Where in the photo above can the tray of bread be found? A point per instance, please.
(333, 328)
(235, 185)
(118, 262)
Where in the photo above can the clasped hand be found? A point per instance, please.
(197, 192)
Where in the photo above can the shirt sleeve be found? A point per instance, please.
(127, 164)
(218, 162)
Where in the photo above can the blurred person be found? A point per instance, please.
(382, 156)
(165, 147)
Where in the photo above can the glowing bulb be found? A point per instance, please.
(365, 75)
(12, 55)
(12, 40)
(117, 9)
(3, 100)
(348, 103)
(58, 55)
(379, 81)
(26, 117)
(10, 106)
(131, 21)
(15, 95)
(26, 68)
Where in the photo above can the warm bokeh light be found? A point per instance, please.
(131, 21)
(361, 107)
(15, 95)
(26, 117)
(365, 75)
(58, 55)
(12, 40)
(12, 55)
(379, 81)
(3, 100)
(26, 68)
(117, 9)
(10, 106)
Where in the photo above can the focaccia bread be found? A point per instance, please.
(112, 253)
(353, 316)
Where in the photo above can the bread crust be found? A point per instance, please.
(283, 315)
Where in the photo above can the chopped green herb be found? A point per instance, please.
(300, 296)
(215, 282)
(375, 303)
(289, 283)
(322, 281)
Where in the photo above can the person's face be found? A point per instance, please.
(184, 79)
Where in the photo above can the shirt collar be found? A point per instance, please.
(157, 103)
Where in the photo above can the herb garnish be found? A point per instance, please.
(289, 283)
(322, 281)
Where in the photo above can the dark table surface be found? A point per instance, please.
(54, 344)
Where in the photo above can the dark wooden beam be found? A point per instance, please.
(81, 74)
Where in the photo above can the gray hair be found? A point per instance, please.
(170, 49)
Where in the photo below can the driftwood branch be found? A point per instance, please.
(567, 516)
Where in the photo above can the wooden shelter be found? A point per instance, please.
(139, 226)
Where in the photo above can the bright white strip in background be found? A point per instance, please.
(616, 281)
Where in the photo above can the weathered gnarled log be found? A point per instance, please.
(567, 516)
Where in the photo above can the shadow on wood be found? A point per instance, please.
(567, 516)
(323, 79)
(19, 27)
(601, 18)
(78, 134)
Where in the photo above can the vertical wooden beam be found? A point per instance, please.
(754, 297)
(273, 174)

+--

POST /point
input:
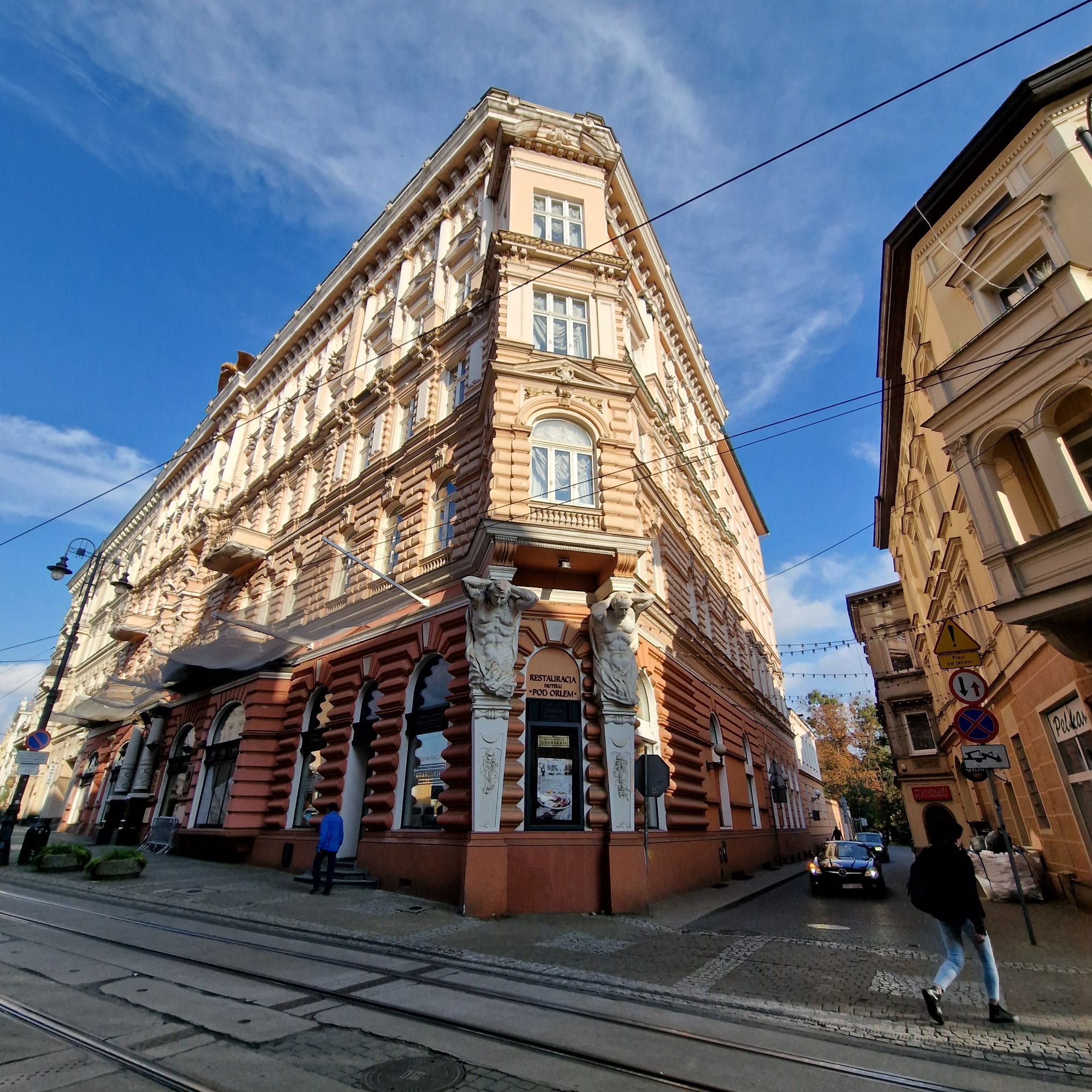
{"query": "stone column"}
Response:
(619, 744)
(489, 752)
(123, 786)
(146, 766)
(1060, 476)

+--

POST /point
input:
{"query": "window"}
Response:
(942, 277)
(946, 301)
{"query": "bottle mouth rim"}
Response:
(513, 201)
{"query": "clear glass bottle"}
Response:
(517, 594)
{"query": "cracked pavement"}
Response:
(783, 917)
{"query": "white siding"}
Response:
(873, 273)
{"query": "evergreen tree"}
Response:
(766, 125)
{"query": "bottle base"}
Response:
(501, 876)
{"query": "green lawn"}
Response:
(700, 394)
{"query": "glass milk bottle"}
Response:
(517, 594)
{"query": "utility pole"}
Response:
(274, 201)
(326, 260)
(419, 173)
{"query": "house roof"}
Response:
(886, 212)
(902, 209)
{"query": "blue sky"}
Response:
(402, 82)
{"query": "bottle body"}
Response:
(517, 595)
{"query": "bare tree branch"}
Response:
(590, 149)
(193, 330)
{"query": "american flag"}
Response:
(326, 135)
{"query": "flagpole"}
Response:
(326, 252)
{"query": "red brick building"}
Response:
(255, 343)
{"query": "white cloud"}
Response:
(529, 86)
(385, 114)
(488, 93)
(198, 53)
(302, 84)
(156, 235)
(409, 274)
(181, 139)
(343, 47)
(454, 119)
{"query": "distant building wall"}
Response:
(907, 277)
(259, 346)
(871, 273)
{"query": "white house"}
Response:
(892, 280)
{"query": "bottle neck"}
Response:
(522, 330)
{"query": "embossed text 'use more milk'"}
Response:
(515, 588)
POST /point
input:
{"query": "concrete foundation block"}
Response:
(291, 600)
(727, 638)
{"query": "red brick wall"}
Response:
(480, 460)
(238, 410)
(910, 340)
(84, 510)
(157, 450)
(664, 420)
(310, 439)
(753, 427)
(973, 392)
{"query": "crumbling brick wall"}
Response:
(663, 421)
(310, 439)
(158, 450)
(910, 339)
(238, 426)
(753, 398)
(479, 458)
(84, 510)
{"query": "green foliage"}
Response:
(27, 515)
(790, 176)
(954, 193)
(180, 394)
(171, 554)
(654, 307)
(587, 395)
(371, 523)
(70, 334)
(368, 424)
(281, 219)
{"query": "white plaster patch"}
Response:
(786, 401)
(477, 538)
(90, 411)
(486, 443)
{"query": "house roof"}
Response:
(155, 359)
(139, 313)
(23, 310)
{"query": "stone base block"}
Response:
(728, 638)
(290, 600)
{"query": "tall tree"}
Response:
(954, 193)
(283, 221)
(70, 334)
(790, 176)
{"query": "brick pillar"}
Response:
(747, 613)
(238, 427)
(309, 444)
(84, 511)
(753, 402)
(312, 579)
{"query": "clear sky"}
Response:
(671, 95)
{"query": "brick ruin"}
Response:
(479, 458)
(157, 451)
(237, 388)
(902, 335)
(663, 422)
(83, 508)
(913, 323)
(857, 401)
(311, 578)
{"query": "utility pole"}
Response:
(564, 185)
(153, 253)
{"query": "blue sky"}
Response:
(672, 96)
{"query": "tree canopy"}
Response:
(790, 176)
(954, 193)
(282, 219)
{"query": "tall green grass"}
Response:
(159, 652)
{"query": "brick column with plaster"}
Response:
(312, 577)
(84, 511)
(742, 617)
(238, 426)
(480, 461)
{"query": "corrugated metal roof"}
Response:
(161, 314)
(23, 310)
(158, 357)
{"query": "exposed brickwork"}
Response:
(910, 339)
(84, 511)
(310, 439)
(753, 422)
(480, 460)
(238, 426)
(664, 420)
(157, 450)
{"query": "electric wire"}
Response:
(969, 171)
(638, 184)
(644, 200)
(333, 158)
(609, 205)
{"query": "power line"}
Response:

+--

## Directive
Which lines above contain the string "herb"? Pull out every one of them, treating uppercase and lowercase as different.

## Written answer
Where in the photo above can the chopped green herb be found? A point per instance, please.
Where in the photo above can the herb garnish be found? A point per instance, please.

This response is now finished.